*THE TASK*
The answer is to be all of the data below, reproduced exactly.
───── RECORDS SUPPLIED
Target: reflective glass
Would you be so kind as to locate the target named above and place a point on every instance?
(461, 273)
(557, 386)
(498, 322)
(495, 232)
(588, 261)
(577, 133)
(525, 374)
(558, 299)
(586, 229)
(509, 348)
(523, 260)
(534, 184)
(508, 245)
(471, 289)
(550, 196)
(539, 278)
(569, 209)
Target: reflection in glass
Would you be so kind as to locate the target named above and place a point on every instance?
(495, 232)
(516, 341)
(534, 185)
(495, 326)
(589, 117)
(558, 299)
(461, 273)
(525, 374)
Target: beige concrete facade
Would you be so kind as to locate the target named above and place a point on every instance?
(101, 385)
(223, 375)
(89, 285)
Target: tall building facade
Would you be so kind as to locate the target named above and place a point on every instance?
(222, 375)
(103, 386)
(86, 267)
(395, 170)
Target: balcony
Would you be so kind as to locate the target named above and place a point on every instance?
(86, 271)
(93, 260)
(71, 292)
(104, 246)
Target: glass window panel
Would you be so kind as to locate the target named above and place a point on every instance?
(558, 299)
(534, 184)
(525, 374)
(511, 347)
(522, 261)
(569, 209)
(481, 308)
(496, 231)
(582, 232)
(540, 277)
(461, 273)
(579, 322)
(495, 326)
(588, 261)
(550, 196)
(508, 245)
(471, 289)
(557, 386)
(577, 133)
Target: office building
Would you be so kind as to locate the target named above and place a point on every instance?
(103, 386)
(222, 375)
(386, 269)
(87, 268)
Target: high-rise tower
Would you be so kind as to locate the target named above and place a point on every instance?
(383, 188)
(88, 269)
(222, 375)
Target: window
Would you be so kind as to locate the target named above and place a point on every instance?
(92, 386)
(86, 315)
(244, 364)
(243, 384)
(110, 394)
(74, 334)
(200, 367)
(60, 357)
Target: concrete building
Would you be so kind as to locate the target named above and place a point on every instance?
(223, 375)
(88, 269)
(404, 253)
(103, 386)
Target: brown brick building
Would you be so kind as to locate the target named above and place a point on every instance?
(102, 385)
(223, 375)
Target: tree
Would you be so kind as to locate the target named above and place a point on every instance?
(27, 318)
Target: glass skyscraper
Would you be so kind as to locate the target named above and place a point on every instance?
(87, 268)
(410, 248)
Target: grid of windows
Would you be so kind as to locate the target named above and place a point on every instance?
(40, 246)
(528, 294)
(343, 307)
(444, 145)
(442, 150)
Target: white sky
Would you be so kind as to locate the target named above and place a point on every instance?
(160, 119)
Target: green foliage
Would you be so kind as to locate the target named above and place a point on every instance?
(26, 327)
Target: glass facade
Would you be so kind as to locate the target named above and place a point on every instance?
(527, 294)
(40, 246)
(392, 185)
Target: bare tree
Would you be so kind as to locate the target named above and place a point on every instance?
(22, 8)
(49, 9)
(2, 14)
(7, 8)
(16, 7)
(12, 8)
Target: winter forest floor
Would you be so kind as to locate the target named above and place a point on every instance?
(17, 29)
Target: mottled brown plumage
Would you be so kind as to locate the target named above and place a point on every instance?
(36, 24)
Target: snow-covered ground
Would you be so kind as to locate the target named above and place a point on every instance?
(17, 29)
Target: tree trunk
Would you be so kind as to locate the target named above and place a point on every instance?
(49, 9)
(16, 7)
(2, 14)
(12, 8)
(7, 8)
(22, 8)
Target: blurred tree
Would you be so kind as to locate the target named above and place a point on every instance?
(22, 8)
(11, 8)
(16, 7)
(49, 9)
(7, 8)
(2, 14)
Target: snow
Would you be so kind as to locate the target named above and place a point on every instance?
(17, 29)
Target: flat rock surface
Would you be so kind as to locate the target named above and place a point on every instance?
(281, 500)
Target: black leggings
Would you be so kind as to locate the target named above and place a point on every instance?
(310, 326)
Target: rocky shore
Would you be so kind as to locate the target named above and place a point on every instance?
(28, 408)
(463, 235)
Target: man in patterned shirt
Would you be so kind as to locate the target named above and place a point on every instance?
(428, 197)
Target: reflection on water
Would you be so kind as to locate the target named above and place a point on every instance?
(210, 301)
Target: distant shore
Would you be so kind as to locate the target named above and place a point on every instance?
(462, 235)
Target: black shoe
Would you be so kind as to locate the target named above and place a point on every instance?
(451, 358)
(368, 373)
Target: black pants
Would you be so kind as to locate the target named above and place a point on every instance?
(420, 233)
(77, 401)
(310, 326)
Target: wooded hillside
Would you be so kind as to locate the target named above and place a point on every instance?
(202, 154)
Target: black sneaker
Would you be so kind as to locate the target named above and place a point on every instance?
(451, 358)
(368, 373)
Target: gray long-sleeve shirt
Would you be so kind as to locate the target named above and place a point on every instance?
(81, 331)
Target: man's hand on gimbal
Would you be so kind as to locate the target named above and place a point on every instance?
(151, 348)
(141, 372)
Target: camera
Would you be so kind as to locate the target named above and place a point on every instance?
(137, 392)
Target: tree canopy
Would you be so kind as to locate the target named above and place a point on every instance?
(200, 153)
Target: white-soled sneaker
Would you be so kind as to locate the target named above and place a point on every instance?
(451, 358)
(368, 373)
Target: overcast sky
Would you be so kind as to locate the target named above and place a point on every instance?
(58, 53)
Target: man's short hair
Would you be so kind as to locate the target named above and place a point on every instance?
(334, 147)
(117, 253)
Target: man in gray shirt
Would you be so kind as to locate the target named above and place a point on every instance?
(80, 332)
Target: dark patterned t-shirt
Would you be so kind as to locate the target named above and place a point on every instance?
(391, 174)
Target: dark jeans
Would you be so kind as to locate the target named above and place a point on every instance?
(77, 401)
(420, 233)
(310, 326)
──────────
*SOLUTION TO THIS EXERCISE*
Target: reflective glass
Would you be so kind as to locate the target named above and place a point on every instance?
(461, 273)
(557, 386)
(498, 322)
(495, 232)
(588, 261)
(577, 133)
(525, 374)
(558, 299)
(586, 229)
(509, 348)
(523, 260)
(534, 184)
(508, 245)
(471, 289)
(550, 196)
(539, 278)
(569, 209)
Target: reflection in glass
Would you be so kind as to locate the target named above and place a point on every instance?
(495, 232)
(516, 341)
(534, 185)
(495, 326)
(589, 117)
(558, 299)
(461, 273)
(525, 374)
Target: beige concrete facade
Would you be so kind as to locate the target named above and place a point on every instance?
(101, 385)
(223, 375)
(89, 285)
Target: tall building facade
Would you be so kind as to locate the target named above and place a point on every instance?
(222, 375)
(103, 386)
(86, 267)
(395, 170)
Target: balcony
Would you be so kind as to locate the target named above and place a point on every instance?
(86, 271)
(93, 260)
(71, 292)
(104, 246)
Target: glass window panel
Would you be so kind as to locate the target named above and place a point on every instance?
(558, 299)
(534, 184)
(525, 374)
(511, 347)
(522, 261)
(569, 209)
(481, 308)
(496, 231)
(582, 232)
(540, 277)
(461, 273)
(579, 322)
(495, 326)
(588, 261)
(550, 196)
(508, 245)
(471, 289)
(557, 386)
(577, 133)
Target: office building
Would you be so kind as to locate the target named above and place a point on every instance?
(103, 386)
(222, 375)
(386, 269)
(87, 268)
Target: high-rise tower
Would you be so kind as to locate the target named above and place a point on every instance?
(383, 188)
(88, 269)
(222, 375)
Target: window
Would you be so kind as to locate the target named above and place a point on every instance?
(92, 386)
(86, 315)
(244, 364)
(243, 384)
(110, 394)
(74, 334)
(200, 367)
(60, 357)
Target: concrete building
Would you be so kind as to locate the target named above and place a point on every instance?
(223, 375)
(88, 269)
(404, 253)
(103, 386)
Target: brown brick building
Would you be so kind as to locate the target named above and place a point on every instance?
(102, 385)
(223, 375)
Target: tree
Would you be so kind as to locate the target named above and place a point on every instance?
(27, 318)
Target: glass skyscraper
Would you be so kind as to locate the target named above and place a point on every instance?
(87, 268)
(410, 248)
Target: grid of windows
Would you be so kind as to locate the target named above and place a point on every instance?
(40, 246)
(528, 294)
(343, 307)
(444, 145)
(442, 150)
Target: white sky
Would you be so kind as to locate the target named above and place a point on every instance?
(160, 119)
Target: green foliage
Would you be so kind as to locate the target named above and place a point on every instance?
(26, 327)
Target: glass facade
Would you be so kind as to locate the target named above and place a point on every instance?
(527, 294)
(40, 246)
(392, 185)
Target: bare tree
Would you be so kind as to locate the target named above and place a point on every instance?
(22, 8)
(49, 9)
(2, 14)
(7, 8)
(16, 7)
(12, 8)
Target: winter forest floor
Would you be so kind as to locate the target named above and place a point on every instance?
(17, 29)
Target: mottled brown plumage
Would you be so kind as to locate the target named above and place a point on every instance?
(36, 24)
Target: snow-covered ground
Would you be so kind as to locate the target named above and place a point on every instance?
(17, 29)
Target: tree trunk
Would you be so kind as to locate the target named above and place a point on every instance?
(49, 9)
(16, 7)
(2, 14)
(12, 8)
(7, 8)
(22, 8)
Target: blurred tree
Would you be so kind as to locate the target named above and place a point on every instance?
(22, 8)
(11, 8)
(16, 7)
(49, 9)
(7, 8)
(2, 14)
Target: snow
Would you be so kind as to locate the target named above and place a point on every instance?
(17, 29)
Target: flat rock surface
Would you be so kind as to locate the target named above and place a point on every instance?
(281, 500)
Target: black leggings
Would you be so kind as to locate the target named above and place a point on every instance?
(310, 326)
Target: rocky shore
Would you be so kind as to locate the target named above and place a point on every instance?
(28, 408)
(463, 235)
Target: man in patterned shirt
Would you be so kind as to locate the target named above and place a point on every instance?
(428, 197)
Target: reflection on water
Would you be so kind as to locate the target named above and place a point on every instance?
(210, 301)
Target: distant shore
Would you be so kind as to locate the target named above and place a point on every instance?
(462, 235)
Target: black shoe
Would you be so kind as to locate the target named above and place a point on every instance?
(451, 358)
(368, 373)
Target: black pants
Would you be so kind as to locate the target named above and place a point on every instance?
(420, 233)
(77, 401)
(310, 326)
Target: wooded hillside
Would you be so kind as to locate the target named above and place a point on every instance?
(202, 154)
Target: black sneaker
Would you be so kind as to locate the target named above and place a point on every instance?
(451, 358)
(368, 373)
Target: gray long-sleeve shirt
Would you be so kind as to locate the target named above and place a point on every instance?
(81, 331)
Target: man's hand on gimbal
Would you be so kind as to locate the target named above and place a point on every instance?
(151, 348)
(141, 372)
Target: camera
Would you be so kind as to locate the target named above and place a point on every instance?
(137, 392)
Target: tree canopy
Would you be so kind as to locate the target named above and place a point on every instance?
(200, 153)
Target: white-soled sneaker
Would you be so kind as to locate the target named above and place a point on every instance?
(451, 358)
(368, 373)
Target: overcast sky
Would you be so kind as to locate the target named above and place a point on every instance?
(58, 53)
Target: man's short hair
Would you be so kind as to locate the target named above and place a point on every instance?
(334, 147)
(117, 253)
Target: man in gray shirt
Would you be so kind as to locate the target named above and place a point on every instance?
(80, 332)
Target: dark patterned t-shirt
Would you be so kind as to locate the target named above and place a point on every instance?
(391, 174)
Target: dark jeans
Would you be so kind as to locate the target named above and place a point on every instance?
(77, 401)
(420, 233)
(310, 326)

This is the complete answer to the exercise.